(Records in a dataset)
** Start **

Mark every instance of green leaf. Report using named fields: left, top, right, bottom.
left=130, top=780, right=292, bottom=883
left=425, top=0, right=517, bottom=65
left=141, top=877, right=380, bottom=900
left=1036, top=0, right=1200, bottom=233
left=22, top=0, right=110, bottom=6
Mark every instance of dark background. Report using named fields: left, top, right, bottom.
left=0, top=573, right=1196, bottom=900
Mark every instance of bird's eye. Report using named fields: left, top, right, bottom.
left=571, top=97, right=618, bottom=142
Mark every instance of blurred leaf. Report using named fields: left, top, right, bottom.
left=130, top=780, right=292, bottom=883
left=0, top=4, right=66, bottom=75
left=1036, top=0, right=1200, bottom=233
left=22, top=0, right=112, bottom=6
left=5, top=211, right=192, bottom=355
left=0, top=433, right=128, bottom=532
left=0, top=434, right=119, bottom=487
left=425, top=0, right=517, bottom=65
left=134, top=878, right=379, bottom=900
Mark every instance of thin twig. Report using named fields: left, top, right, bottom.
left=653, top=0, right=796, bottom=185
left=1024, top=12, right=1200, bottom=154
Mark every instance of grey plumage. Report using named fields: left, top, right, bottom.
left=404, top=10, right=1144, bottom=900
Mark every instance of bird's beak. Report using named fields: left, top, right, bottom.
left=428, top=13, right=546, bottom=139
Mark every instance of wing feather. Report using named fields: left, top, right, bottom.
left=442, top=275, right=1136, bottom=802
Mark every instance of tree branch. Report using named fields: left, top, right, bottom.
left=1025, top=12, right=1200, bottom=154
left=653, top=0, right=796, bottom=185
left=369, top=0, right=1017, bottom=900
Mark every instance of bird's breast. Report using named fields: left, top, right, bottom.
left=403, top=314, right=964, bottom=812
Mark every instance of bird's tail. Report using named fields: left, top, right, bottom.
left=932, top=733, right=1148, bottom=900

** End **

Starting at the line containing "Mark every instance of dark" and ending at the line containing "left=369, top=0, right=1017, bottom=900", both included, write out every line of the records again, requests too. Shift each coordinate in the answers up by 74.

> _ANSWER FOR THE TASK_:
Mark every instance of dark background. Report using named fields: left, top, right, bottom.
left=74, top=647, right=1270, bottom=974
Mark every instance of bird's eye. Report using named fields: left, top, right, bottom.
left=645, top=171, right=692, bottom=216
Mark every instance of blurred leaf. Report using named fields: left, top, right, bottom.
left=204, top=854, right=366, bottom=957
left=74, top=78, right=140, bottom=149
left=1110, top=74, right=1274, bottom=307
left=96, top=74, right=186, bottom=80
left=79, top=285, right=266, bottom=429
left=74, top=507, right=202, bottom=606
left=74, top=508, right=193, bottom=561
left=499, top=74, right=591, bottom=139
left=208, top=952, right=453, bottom=974
Mark every instance of thin twig. Report using named fields: left, top, right, bottom.
left=727, top=74, right=870, bottom=259
left=1098, top=86, right=1274, bottom=228
Mark every instance of grey plumage. Report using named fields: left, top, right, bottom.
left=478, top=84, right=1218, bottom=974
Mark every instance of bird's beak. Report using named fields: left, top, right, bottom.
left=502, top=87, right=620, bottom=213
Mark every instance of wing feather. Report using named fields: left, top, right, bottom.
left=516, top=349, right=1210, bottom=876
Mark every instance of tree branch. Report using named fields: left, top, right, bottom.
left=1099, top=86, right=1274, bottom=228
left=727, top=74, right=870, bottom=259
left=443, top=74, right=1091, bottom=974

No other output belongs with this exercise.